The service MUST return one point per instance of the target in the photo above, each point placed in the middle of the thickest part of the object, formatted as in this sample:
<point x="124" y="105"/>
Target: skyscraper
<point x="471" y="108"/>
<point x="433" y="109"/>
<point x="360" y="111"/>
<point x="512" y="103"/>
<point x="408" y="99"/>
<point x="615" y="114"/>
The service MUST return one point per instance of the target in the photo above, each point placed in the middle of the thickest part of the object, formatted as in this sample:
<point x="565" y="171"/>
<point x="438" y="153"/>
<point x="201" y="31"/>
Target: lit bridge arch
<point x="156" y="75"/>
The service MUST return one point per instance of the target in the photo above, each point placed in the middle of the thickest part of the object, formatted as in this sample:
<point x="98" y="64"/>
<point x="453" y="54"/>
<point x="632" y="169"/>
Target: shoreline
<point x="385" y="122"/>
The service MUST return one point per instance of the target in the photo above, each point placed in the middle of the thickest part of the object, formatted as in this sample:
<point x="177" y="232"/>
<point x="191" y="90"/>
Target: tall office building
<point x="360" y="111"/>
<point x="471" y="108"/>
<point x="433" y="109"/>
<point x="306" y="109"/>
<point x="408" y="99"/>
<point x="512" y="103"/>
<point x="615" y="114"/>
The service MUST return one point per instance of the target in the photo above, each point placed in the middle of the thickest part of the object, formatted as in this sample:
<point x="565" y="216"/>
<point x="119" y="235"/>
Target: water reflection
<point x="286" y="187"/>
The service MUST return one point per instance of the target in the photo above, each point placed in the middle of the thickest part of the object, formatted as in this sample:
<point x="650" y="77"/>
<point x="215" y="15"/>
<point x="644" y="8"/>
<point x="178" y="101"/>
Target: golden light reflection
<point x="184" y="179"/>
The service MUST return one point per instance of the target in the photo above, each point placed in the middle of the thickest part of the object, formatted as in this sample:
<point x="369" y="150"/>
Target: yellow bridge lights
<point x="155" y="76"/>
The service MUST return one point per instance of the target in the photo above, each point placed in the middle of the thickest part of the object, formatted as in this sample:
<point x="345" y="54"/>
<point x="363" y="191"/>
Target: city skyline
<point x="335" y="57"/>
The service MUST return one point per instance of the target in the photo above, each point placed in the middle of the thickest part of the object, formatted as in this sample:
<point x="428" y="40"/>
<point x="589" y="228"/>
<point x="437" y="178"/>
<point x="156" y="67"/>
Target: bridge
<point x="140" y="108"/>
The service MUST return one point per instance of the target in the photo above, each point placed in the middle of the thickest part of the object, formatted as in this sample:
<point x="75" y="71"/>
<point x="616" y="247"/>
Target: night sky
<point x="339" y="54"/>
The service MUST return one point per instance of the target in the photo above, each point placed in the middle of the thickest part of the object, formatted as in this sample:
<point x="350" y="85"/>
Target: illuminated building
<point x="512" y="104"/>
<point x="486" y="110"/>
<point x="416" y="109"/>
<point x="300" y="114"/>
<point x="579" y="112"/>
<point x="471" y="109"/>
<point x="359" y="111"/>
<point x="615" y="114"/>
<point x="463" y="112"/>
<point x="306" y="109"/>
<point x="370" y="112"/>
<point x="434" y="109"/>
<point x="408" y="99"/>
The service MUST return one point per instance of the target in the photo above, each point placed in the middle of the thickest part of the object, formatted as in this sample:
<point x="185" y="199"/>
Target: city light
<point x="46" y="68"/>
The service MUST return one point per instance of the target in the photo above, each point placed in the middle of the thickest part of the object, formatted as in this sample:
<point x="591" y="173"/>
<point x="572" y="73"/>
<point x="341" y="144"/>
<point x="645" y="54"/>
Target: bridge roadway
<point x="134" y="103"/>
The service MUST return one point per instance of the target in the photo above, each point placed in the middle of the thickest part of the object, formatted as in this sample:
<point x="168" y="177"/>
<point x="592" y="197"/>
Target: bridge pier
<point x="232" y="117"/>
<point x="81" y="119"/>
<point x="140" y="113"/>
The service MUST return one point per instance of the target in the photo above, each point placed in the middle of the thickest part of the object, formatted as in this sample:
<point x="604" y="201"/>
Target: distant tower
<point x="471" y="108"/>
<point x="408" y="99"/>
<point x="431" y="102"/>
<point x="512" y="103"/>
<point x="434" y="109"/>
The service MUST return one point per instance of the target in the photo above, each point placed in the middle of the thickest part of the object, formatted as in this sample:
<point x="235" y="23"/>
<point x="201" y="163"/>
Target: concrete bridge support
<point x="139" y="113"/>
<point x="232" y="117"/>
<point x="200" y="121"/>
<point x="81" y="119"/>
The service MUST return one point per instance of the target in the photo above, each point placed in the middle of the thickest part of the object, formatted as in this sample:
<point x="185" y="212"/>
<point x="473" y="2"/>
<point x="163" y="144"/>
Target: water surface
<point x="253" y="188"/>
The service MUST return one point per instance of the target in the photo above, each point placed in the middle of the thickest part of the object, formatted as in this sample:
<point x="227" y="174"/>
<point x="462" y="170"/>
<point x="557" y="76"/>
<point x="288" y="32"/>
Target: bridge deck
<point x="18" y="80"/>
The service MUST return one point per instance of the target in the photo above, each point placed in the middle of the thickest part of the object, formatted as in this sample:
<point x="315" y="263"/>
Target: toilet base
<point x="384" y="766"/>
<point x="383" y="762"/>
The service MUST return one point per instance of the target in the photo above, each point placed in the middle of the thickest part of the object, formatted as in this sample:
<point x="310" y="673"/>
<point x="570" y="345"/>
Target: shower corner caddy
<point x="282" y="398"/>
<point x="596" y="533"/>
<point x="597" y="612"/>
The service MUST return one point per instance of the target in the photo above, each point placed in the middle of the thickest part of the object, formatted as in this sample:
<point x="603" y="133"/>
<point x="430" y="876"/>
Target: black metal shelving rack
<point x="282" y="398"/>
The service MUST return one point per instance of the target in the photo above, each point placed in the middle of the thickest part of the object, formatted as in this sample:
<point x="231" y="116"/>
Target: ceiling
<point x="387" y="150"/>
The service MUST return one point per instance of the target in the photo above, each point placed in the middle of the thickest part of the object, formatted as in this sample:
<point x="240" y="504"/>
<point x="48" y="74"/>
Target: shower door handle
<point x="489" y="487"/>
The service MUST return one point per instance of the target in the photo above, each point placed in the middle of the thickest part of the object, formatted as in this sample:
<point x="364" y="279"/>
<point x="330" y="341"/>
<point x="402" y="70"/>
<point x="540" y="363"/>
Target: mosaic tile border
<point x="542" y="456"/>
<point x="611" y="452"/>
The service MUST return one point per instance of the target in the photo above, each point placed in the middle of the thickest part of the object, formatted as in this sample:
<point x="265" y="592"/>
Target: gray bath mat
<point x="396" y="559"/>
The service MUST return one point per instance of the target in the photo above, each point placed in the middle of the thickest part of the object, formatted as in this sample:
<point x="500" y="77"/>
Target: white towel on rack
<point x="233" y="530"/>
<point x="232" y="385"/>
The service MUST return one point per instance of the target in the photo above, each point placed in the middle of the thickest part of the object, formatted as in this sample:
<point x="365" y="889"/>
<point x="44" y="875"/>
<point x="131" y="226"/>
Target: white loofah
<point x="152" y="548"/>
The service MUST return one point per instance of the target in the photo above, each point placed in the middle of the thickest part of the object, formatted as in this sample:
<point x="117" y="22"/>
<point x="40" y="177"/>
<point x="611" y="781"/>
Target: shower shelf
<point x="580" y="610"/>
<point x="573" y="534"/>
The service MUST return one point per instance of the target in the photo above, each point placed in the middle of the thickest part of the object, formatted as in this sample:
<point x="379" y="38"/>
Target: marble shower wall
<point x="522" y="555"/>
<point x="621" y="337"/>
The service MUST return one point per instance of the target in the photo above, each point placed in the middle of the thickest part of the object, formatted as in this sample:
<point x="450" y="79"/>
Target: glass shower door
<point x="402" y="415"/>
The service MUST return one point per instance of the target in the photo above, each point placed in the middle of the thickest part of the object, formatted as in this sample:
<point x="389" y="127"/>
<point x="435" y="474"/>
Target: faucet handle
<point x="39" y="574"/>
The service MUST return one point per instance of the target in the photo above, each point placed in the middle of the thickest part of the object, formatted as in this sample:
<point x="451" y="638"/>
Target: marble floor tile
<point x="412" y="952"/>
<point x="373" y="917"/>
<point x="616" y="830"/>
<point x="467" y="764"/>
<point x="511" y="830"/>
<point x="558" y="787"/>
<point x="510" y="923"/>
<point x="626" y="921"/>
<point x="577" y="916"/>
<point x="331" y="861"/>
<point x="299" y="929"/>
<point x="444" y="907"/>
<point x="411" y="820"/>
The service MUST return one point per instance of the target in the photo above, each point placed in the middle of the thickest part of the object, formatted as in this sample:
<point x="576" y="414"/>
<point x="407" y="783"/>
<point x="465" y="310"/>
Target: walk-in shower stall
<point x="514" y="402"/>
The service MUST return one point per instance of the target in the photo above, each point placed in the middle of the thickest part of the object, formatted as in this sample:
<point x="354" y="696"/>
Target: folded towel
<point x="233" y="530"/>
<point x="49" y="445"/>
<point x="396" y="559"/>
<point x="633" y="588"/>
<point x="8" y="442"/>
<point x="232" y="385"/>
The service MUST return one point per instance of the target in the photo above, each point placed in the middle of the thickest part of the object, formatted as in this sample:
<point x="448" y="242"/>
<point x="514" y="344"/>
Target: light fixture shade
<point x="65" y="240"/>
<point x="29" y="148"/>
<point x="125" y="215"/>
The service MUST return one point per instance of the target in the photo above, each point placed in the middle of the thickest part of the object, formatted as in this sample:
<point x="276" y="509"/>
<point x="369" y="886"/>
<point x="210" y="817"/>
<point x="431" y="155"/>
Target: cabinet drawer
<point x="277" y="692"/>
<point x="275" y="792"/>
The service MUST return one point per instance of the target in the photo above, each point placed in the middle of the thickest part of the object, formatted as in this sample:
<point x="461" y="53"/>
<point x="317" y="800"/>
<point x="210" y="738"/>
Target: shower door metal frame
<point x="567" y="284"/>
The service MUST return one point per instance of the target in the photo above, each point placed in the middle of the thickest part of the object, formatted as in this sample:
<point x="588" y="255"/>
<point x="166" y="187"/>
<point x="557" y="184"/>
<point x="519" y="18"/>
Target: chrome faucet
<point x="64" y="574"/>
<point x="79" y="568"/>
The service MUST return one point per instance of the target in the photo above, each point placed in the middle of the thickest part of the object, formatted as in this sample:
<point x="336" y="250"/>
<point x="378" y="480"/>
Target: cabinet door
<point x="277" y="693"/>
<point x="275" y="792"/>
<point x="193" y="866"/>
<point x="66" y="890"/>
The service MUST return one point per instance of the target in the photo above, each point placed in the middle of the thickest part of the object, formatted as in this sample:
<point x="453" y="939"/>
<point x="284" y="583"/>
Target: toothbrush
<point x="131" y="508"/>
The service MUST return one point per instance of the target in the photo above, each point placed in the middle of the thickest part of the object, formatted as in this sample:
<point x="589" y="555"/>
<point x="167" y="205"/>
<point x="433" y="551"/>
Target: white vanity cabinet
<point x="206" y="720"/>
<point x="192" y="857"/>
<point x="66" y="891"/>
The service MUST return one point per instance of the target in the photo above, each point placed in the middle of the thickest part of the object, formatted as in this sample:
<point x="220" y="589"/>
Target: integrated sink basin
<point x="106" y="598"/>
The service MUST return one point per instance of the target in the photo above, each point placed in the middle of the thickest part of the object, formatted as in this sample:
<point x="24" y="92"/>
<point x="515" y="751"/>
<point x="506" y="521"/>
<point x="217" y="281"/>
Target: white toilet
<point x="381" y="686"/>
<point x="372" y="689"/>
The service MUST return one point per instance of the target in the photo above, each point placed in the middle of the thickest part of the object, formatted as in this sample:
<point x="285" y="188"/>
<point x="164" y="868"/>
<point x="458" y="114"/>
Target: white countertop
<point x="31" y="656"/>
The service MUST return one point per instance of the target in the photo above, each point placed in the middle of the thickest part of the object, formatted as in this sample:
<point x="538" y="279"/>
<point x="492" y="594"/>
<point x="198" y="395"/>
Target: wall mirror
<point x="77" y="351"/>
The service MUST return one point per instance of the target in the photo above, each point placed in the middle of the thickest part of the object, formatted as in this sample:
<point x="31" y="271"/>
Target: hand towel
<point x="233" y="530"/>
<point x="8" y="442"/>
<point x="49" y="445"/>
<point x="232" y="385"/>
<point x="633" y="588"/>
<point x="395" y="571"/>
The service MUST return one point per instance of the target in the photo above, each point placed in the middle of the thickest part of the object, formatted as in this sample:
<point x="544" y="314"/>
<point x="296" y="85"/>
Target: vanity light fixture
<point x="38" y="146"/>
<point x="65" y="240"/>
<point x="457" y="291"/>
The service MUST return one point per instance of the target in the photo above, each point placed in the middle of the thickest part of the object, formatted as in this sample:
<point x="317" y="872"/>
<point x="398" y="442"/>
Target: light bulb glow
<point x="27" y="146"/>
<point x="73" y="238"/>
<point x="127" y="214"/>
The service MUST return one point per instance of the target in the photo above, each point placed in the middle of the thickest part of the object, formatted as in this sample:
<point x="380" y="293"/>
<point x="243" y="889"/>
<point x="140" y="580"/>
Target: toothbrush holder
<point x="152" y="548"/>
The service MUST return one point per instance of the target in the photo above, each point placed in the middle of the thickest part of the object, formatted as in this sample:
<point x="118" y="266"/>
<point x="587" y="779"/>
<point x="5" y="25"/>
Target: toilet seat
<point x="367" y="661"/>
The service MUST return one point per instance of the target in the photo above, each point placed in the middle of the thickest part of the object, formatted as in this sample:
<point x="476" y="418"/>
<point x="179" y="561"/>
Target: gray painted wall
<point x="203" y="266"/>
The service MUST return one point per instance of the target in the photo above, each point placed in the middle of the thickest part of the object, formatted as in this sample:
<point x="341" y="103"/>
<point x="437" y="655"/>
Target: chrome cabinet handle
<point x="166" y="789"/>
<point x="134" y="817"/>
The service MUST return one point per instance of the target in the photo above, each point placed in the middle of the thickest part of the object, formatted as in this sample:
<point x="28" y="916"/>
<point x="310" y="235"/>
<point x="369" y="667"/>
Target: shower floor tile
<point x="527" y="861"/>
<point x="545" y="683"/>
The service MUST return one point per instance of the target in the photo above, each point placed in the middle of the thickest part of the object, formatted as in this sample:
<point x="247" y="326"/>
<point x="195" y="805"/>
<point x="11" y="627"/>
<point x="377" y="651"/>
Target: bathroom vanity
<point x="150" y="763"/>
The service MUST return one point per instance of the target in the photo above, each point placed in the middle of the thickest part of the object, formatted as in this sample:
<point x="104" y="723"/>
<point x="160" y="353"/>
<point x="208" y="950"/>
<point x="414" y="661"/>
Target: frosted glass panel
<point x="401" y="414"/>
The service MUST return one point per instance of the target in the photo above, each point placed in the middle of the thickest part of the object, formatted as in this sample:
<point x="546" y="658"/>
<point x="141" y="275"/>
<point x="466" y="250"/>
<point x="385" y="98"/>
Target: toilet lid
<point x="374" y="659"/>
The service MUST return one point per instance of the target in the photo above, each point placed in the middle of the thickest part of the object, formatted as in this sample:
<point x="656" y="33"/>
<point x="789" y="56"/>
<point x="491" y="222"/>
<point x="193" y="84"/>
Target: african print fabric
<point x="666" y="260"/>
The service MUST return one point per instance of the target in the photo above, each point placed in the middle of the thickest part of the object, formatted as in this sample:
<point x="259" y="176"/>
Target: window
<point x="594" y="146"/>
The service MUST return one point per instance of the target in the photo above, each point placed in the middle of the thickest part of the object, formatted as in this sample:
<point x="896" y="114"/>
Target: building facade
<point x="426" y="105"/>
########
Task description — Collect every line of the data above that contains the word "vanity", matching case exactly.

Answer for the task —
Target: white vanity cabinet
Target: vanity light fixture
Target: bathroom vanity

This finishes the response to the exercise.